Prompt:
Beginning with the line that holds "of the parrot", set down each line of the data below through the very last, exactly as given, and nothing beyond that.

--*--

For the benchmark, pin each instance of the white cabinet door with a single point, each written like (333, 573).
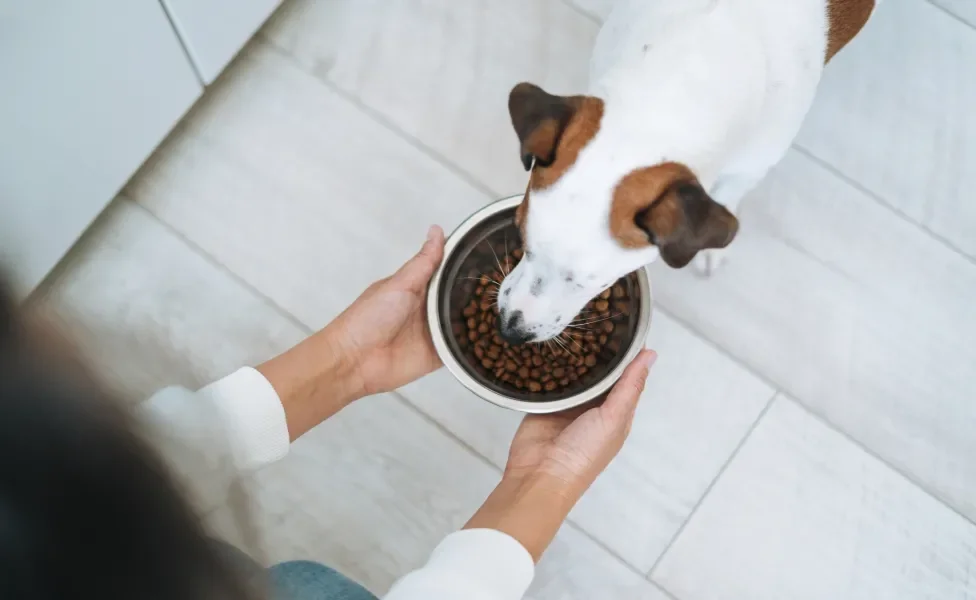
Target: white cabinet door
(88, 88)
(214, 30)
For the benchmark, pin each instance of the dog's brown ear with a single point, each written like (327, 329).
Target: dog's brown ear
(666, 206)
(539, 119)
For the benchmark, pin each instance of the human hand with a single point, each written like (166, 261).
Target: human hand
(384, 334)
(378, 344)
(575, 446)
(555, 458)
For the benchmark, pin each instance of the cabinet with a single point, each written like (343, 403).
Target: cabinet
(214, 30)
(87, 91)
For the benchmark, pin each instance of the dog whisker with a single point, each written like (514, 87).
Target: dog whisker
(497, 262)
(613, 316)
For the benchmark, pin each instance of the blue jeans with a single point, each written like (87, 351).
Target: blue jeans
(306, 580)
(294, 580)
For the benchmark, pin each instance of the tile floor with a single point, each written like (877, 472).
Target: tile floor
(810, 429)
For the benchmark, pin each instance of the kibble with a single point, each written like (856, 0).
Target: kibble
(582, 354)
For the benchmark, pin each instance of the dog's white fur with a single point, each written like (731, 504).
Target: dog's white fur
(721, 86)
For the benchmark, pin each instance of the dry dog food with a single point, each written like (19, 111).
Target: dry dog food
(582, 354)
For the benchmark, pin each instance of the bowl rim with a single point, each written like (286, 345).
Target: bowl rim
(440, 330)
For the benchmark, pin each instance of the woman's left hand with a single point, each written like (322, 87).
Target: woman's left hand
(384, 334)
(379, 343)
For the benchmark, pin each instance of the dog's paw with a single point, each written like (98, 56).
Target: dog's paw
(709, 261)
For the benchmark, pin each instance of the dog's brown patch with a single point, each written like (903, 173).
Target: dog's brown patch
(665, 206)
(847, 18)
(639, 190)
(582, 127)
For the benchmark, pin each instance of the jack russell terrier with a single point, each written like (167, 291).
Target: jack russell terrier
(691, 103)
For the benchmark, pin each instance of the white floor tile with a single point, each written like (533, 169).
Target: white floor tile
(894, 113)
(442, 70)
(801, 513)
(295, 190)
(597, 8)
(148, 311)
(964, 9)
(698, 405)
(856, 313)
(371, 492)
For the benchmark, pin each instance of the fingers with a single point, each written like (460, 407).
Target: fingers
(622, 401)
(416, 273)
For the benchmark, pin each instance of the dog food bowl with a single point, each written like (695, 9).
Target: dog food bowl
(442, 310)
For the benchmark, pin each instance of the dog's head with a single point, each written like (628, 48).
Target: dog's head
(593, 212)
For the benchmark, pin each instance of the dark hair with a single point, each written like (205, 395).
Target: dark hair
(87, 509)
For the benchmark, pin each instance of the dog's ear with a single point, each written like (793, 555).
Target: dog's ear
(539, 119)
(667, 207)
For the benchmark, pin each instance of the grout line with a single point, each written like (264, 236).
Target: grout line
(292, 319)
(952, 14)
(877, 198)
(382, 120)
(870, 452)
(664, 591)
(484, 459)
(440, 427)
(585, 13)
(700, 335)
(701, 500)
(819, 417)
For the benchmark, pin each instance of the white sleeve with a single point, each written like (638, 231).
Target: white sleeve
(474, 564)
(210, 437)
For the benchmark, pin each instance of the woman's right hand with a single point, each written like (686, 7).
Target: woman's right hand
(555, 458)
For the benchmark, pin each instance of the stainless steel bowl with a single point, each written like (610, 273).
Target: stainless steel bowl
(469, 234)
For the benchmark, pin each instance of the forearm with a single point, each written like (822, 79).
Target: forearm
(530, 509)
(314, 380)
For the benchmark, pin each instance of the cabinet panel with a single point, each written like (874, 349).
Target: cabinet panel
(87, 91)
(214, 30)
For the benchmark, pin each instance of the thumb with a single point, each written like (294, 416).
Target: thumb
(622, 401)
(416, 273)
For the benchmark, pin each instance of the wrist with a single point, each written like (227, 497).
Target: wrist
(528, 507)
(314, 380)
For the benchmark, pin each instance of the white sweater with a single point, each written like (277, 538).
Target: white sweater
(238, 424)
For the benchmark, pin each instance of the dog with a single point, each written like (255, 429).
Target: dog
(691, 103)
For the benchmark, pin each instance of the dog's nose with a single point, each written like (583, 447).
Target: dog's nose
(511, 328)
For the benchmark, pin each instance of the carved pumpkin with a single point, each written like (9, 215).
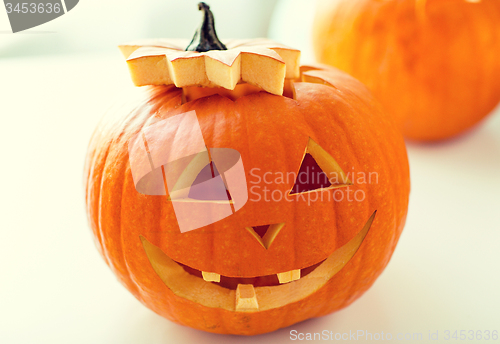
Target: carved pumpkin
(295, 247)
(433, 64)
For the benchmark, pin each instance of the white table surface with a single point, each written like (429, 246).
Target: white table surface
(55, 288)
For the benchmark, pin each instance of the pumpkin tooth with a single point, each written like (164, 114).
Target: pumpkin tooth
(289, 276)
(246, 299)
(210, 276)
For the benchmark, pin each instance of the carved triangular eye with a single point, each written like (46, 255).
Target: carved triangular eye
(266, 234)
(214, 190)
(318, 170)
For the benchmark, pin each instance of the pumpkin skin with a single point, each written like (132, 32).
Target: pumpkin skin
(271, 133)
(433, 64)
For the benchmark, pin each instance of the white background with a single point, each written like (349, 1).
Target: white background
(55, 288)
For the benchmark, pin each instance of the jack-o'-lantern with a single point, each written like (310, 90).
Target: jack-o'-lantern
(308, 195)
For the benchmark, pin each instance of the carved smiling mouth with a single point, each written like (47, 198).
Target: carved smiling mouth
(251, 294)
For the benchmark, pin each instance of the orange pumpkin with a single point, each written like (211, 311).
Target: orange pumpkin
(297, 248)
(433, 64)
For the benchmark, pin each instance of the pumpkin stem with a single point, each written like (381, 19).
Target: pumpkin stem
(205, 37)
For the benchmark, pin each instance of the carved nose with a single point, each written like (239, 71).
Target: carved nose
(265, 234)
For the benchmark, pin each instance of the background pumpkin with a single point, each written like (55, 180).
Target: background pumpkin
(139, 237)
(433, 64)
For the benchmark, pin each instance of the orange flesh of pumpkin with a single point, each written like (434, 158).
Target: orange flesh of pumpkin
(271, 133)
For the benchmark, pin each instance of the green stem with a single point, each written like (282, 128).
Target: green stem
(205, 37)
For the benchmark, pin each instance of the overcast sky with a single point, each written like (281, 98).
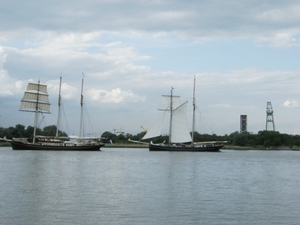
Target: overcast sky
(243, 54)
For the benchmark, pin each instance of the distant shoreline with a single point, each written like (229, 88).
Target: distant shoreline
(226, 147)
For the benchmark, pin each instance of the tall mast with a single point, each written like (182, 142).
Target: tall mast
(59, 103)
(194, 109)
(36, 112)
(81, 105)
(171, 115)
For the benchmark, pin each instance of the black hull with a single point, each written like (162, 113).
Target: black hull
(153, 147)
(29, 146)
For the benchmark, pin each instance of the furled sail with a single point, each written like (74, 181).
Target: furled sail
(179, 130)
(155, 130)
(35, 98)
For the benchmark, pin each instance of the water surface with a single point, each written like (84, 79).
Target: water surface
(135, 186)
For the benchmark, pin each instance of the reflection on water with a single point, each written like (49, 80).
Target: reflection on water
(126, 186)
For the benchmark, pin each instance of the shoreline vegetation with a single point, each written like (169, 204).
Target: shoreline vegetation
(226, 147)
(263, 140)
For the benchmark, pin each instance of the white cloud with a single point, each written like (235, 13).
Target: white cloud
(115, 96)
(291, 104)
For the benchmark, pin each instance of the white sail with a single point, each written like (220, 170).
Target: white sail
(166, 102)
(155, 130)
(37, 87)
(35, 96)
(31, 106)
(180, 132)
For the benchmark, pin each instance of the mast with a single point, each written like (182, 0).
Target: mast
(59, 103)
(36, 112)
(81, 111)
(194, 109)
(171, 115)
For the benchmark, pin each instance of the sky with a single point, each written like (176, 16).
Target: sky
(242, 54)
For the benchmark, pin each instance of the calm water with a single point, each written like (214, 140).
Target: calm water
(135, 186)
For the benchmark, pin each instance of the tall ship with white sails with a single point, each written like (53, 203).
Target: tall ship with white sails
(36, 100)
(179, 134)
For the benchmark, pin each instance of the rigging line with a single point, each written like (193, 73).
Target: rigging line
(89, 119)
(65, 117)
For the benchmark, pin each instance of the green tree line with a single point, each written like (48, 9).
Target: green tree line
(20, 131)
(267, 139)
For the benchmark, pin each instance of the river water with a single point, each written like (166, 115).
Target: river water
(135, 186)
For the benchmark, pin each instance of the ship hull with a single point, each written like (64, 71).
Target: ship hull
(29, 146)
(153, 147)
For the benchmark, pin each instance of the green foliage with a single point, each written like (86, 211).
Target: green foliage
(19, 131)
(268, 139)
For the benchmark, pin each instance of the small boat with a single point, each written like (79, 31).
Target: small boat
(179, 135)
(36, 100)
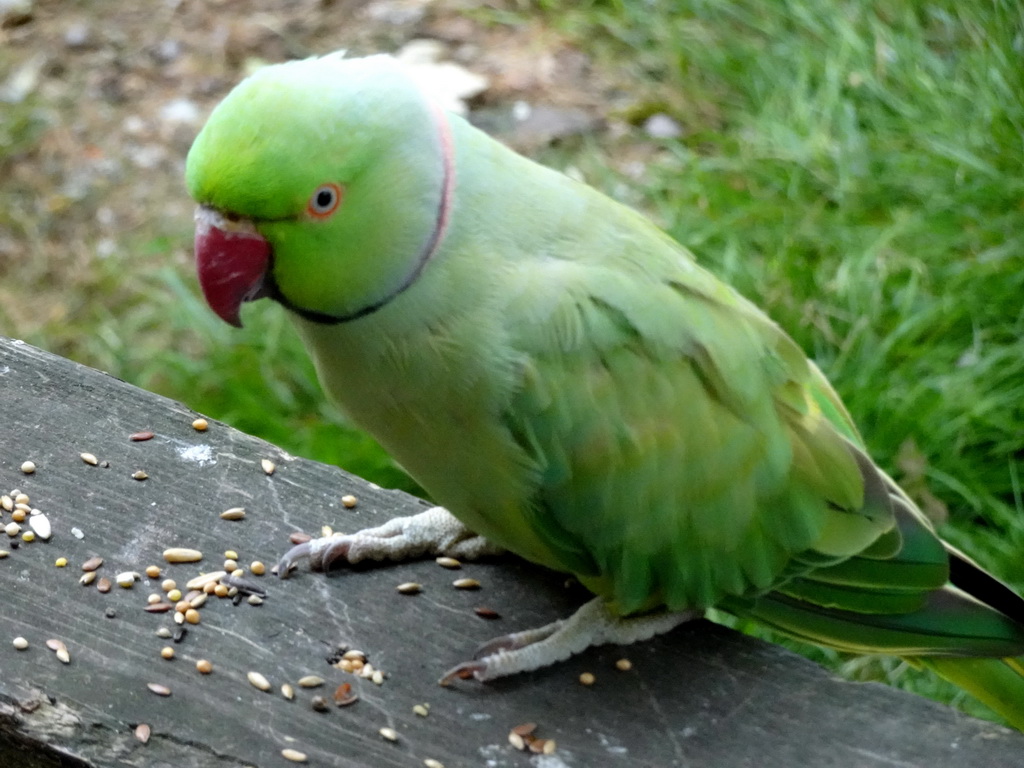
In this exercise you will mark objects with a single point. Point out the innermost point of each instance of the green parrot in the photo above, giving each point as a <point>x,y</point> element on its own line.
<point>570,385</point>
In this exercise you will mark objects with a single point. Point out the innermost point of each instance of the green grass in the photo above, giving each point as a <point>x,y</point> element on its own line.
<point>853,167</point>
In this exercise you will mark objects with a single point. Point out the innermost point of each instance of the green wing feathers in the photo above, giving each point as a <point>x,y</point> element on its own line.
<point>701,460</point>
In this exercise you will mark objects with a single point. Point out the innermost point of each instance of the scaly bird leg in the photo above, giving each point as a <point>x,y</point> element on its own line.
<point>436,531</point>
<point>593,624</point>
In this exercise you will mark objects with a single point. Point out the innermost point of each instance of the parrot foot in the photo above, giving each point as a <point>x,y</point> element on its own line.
<point>593,624</point>
<point>436,530</point>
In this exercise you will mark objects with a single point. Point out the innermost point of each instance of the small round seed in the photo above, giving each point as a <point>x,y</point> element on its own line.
<point>318,704</point>
<point>181,554</point>
<point>258,681</point>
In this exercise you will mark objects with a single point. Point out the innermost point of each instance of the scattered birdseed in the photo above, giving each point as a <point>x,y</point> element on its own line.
<point>258,681</point>
<point>318,704</point>
<point>181,554</point>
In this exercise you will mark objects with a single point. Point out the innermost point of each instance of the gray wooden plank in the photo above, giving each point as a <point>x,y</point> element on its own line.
<point>700,695</point>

--*--

Response:
In this exercise you will mark objects with a single point. Point out the innermost point of each instance of the parrot foot in the photo above, giving each point as a <point>x,y</point> element on its own line.
<point>593,624</point>
<point>436,530</point>
In this exercise you will mark objects with a single point. Point out the innermost point of each instance of the small round seed in the photo above, giving each point as a <point>x,y</point> element on its own line.
<point>318,704</point>
<point>181,554</point>
<point>258,681</point>
In this exercise you will mark objects with a single point. Point out the innermost point of each instance of the scattered birdseed in the photo above, giving each point as a <point>x,y</point> element on its own line.
<point>258,681</point>
<point>318,704</point>
<point>181,554</point>
In this exercise you will mark objects with a single point. Point out the innermost point of each instance of the gray wooden plank in the photo above, giving each point as a <point>x,y</point> element on its own line.
<point>700,695</point>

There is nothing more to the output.